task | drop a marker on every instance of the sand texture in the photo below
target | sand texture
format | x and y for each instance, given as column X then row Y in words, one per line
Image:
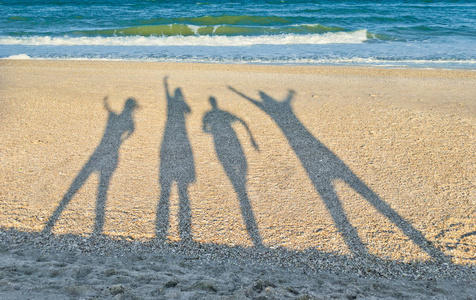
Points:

Problem to work on. Your copy should repeat each entry above exactly but contain no pictures.

Answer to this problem.
task | drop a marker on every instance of the sand texture in the photo below
target | sand texture
format | x and y for each instance, given as column X then row Y in words, one per line
Image:
Points:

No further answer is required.